* [Required work] Reproduce the items below with "outline" swapped out for "boundary" at each occurrence, leaving everything else untouched.

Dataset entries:
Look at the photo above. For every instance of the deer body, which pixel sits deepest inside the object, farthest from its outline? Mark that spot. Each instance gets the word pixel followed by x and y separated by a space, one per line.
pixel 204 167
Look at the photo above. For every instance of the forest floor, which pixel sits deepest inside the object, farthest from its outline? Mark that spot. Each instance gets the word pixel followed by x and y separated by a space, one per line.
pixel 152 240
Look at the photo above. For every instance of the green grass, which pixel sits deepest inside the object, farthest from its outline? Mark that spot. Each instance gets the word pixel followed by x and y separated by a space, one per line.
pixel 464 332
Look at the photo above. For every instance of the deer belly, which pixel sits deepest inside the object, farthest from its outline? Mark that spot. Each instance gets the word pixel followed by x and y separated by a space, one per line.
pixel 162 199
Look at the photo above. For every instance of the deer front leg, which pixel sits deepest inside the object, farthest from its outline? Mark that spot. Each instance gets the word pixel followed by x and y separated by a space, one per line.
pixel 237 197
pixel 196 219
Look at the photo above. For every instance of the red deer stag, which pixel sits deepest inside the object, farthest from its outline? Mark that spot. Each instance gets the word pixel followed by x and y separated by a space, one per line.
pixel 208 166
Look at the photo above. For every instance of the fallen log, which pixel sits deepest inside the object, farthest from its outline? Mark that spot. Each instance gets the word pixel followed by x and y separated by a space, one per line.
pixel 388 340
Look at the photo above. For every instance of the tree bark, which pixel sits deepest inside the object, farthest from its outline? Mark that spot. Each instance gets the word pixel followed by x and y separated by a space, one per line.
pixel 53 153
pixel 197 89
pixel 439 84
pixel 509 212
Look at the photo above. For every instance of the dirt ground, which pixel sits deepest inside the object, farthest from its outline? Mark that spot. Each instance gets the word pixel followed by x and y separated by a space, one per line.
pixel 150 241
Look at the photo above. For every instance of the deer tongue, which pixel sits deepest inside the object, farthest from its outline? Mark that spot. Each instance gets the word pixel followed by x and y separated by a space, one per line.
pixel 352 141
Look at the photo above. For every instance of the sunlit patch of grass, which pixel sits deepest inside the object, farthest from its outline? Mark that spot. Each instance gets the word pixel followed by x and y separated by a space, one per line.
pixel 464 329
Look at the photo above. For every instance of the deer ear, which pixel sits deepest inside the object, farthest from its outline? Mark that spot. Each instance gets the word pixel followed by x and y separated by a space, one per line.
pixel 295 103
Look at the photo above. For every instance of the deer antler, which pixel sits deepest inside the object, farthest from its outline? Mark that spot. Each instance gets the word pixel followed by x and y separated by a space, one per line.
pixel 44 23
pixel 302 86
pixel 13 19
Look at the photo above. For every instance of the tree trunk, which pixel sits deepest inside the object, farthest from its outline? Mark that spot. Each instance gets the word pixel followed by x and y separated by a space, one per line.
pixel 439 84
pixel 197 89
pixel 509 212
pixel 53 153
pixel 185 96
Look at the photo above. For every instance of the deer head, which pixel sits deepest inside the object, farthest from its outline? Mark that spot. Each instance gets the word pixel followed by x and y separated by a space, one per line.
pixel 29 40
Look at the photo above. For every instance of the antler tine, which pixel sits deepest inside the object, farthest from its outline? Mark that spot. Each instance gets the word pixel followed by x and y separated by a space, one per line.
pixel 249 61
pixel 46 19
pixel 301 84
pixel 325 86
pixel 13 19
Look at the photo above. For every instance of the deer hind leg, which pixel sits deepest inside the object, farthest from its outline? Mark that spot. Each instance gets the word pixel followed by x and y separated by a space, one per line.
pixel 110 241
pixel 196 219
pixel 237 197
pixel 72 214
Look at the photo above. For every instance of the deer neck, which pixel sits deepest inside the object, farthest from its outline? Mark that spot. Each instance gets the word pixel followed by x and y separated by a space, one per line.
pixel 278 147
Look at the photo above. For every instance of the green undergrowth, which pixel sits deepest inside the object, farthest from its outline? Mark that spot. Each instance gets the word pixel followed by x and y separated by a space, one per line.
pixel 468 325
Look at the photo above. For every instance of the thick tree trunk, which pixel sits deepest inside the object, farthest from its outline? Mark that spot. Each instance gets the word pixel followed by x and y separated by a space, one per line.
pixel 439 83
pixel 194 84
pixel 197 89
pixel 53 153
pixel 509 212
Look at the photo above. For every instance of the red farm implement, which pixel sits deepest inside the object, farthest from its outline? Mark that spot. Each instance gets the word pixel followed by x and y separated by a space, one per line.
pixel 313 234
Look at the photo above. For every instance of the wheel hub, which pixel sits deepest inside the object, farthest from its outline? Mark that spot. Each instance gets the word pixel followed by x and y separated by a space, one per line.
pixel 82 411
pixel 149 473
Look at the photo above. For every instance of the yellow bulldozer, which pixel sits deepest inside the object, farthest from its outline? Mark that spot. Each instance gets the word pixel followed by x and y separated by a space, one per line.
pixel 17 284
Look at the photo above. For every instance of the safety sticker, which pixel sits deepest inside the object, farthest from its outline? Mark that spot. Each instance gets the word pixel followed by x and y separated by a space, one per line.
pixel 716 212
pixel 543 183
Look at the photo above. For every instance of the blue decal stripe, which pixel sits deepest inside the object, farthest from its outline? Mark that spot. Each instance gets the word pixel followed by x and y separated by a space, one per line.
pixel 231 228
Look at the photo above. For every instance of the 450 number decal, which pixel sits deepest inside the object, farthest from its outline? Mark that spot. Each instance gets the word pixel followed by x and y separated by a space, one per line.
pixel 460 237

* [The response]
Look at the photo above. For every instance of the deer body, which pixel sits deepest inside the object, farthest from its boundary? Mark that spot. Each instance gets the word pixel followed by x and y separated by a space, one per line.
pixel 204 167
Look at the photo above. For every instance of the forest floor, which pixel sits deepest inside the object, farthest from its boundary? Mark that spot. Each instance gets the word pixel followed by x and y separated by a space, one per line.
pixel 152 240
Look at the photo above. For every instance of the green grass, which pixel sits deepest inside the object, farthest from its boundary? Mark that spot. Each instance gets the word pixel followed by x and y separated by a space, one per line.
pixel 464 332
Look at the photo above. For every instance of the deer belly, which pixel sits deepest inside the object, farthest from its boundary? Mark that spot. Each instance gets the word pixel followed by x and y separated by a space, one per line.
pixel 162 199
Look at the photo above. For every instance of the deer front leg, which pixel sits deepest inside the object, farthest from its boundary? Mark that spot. Each instance gets the word pixel followed by x and y separated by a space, one per line.
pixel 237 197
pixel 196 219
Look at the photo above. For every instance of the red deer stag, which pixel sits deepest inside the object, farthest from its boundary? Mark that spot. Each instance gets the word pixel followed by x and y separated by a space, one per line.
pixel 208 166
Look at the photo above. For every instance of the fallen log, which pixel sits deepest inside the object, farthest from its boundary? Mark that spot. Each instance gets the word pixel followed by x and y separated by a space, one per line.
pixel 388 340
Look at the photo above. For every instance of the tree bark, which pixel sits deepest inside the object, farthest from its boundary? Mark that spot. Each instance gets the word pixel followed by x and y separated by a space, one per line.
pixel 53 153
pixel 197 89
pixel 439 84
pixel 509 212
Look at the photo above. For every instance of the dirt ground, which pixel sits deepest inside the object, farthest from its boundary? Mark that spot. Each instance gets the word pixel followed by x and y separated by a space, one per line.
pixel 150 241
Look at the photo above. For every instance of the deer tongue, which pixel sits deepest inside the object, farthest from its boundary? Mark that spot. Each instance gets the word pixel followed by x and y separated by a space, one per line.
pixel 352 141
Look at the photo above. For every instance of the sunlit patch of grass, which pixel sits deepest inside the object, farthest from its boundary? Mark that spot. Each instance gets the word pixel followed by x and y separated by a space, one per line.
pixel 464 329
Look at the photo above. For every instance of the deer ear, which pixel sits deepest inside the object, farthest from its boundary? Mark that spot. Each instance gets the word pixel followed by x and y separated by a space, one per line.
pixel 295 103
Look at the photo above. For every instance of the deer antler, which pixel sits deepest inside the object, farthest from its boundary? Mark that spot. Each instance gets the word pixel followed by x and y separated by a space, one per line.
pixel 44 23
pixel 302 86
pixel 13 19
Look at the photo above. For every instance of the tree trunk, which pixel sits deepest inside the object, farthest from its boundary? Mark that spot. Each instance gets the word pixel followed by x and y separated by a space, one per line.
pixel 439 84
pixel 197 89
pixel 509 212
pixel 53 153
pixel 185 96
Look at the photo above. For every instance of the deer head, which pixel sits deepest inside the object, farthest from its boundary? Mark that spot. Each instance gets the word pixel followed by x and y separated by a space, one per line.
pixel 29 40
Look at the photo above. For every instance of the antler tine, which pixel sits deepest inside the object, farthest from its boundary? Mark that spot. Each instance gets the word pixel followed by x and y separated by a space, one per line.
pixel 249 61
pixel 46 19
pixel 301 84
pixel 325 86
pixel 13 19
Look at the photo above. For every instance of the deer hind leg, which pixel sits deepest inside the object, farthest from its boundary? Mark that spot. Each instance gets the word pixel followed by x and y separated by a space, one per line.
pixel 110 241
pixel 196 219
pixel 237 197
pixel 72 214
Look at the photo above. For every instance of the deer neck, which pixel sits deepest inside the object, farthest from its boundary? Mark that spot. Each instance gets the word pixel followed by x and y separated by a space, one per line.
pixel 278 147
Look at the photo above. For every instance of the green undergrowth, which pixel sits deepest inside the object, farthest from its boundary? Mark that spot. Each instance gets the word pixel followed by x and y separated by a space, one per line.
pixel 468 325
Look at the photo above. For every instance of the thick tree trunk, which pixel sits deepest inside the object, farthest from its boundary? Mark that spot. Each instance gets the word pixel followed by x and y separated by a space, one per line.
pixel 439 83
pixel 194 84
pixel 197 89
pixel 53 153
pixel 509 212
Look at the photo above. For every instance of the red farm implement, which pixel sits deepest inside the object, farthest from its boundary? Mark that spot. Each instance gets the word pixel followed by x and y separated by a space, one per line.
pixel 313 234
Look at the photo above. For every instance of the wheel hub, which pixel sits deepest inside the object, farthest from its boundary? Mark that spot. Each instance gets the word pixel followed by x and y separated by a space, one per line.
pixel 82 411
pixel 149 473
Look at the photo above. For every instance of the yellow bulldozer, which pixel sits deepest inside the object, farthest from its boundary? Mark that spot. Each instance gets the word pixel followed by x and y separated by a space, one per line.
pixel 17 284
Look at the photo above. For every instance of the safety sticker, which pixel sits deepest inside the object, farthest from its boundary? Mark that spot. Each instance gets the word pixel followed by x and y separated by a space, one per line.
pixel 716 212
pixel 543 183
Look at the photo above. For every instance of the blue decal stripe, which pixel sits deepest inside the object, farthest from its boundary? Mark that spot. Each instance gets the word pixel followed by x and y separated by a space, one per line.
pixel 231 228
Look at the photo above. For every instance of the 450 number decal, which pixel sits deepest inside the object, farthest from its boundary? Mark that spot. Each instance gets the word pixel followed by x and y separated by a space, one per line.
pixel 460 237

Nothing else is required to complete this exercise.